DATA RECORDS below:
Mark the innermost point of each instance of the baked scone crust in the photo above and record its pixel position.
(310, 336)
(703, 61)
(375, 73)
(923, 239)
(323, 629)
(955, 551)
End of DATA RECORDS.
All of the entries above need to be retyped exactly.

Mark the innermost point of each instance of the baked scone crust in the photo above and record its pixel position.
(310, 336)
(703, 61)
(375, 73)
(923, 239)
(323, 629)
(955, 551)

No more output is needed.